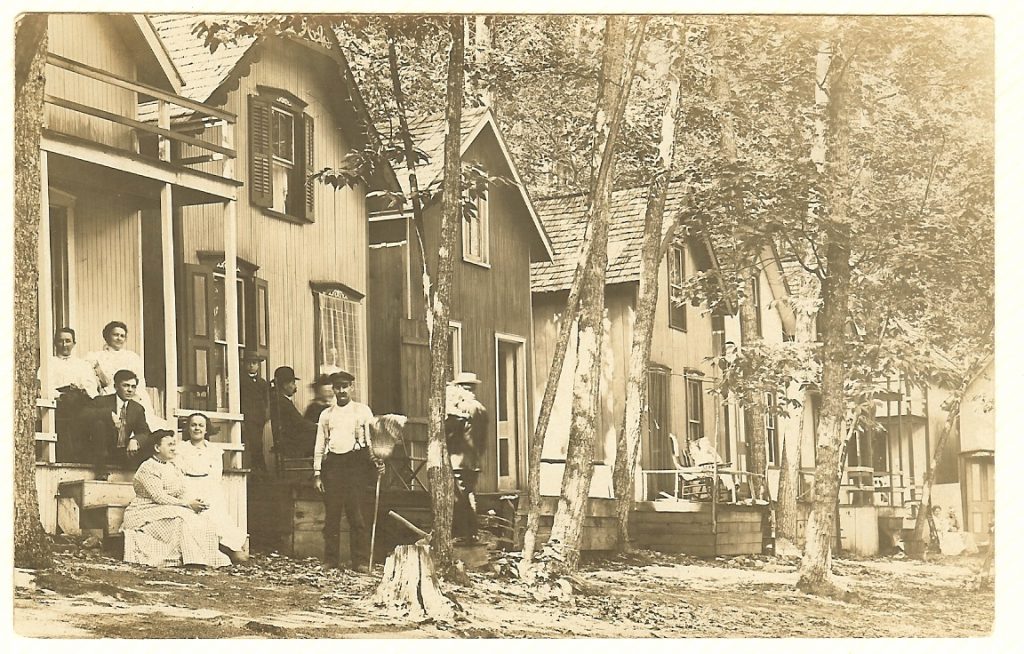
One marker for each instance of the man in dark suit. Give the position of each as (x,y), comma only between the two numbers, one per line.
(255,392)
(120,432)
(293,434)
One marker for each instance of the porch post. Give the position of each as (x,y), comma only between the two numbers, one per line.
(45,301)
(231,303)
(167,258)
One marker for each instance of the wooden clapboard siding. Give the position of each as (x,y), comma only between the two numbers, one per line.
(92,39)
(289,256)
(488,300)
(108,284)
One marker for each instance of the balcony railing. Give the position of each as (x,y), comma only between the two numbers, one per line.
(154,136)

☆ ☆ ☆

▶ DIRECTIVE
Revise all the entries above, swapping "instance" for "occurrence" wherever it appears and keeping everything else unchanged. Leave the pictures out.

▶ THE COMPLETED TASK
One marker for each occurrence of the man in dark suit. Give the position of each as (x,y), comma only between the two numbers, one per line.
(255,392)
(120,432)
(293,434)
One marker for each occurrence of the porch post. Give the position of each as (x,y), comma only between the two numbers, one per line.
(45,301)
(231,303)
(167,258)
One marker for each occurrence of the wooden clapboard siding. Give the position of each as (x,y), comma only between the two numbers, one per line.
(92,39)
(289,256)
(488,300)
(108,284)
One marker for each occurrence of the balcony railing. Give the position of each as (x,y), comma only between the two numbers, one per line.
(154,136)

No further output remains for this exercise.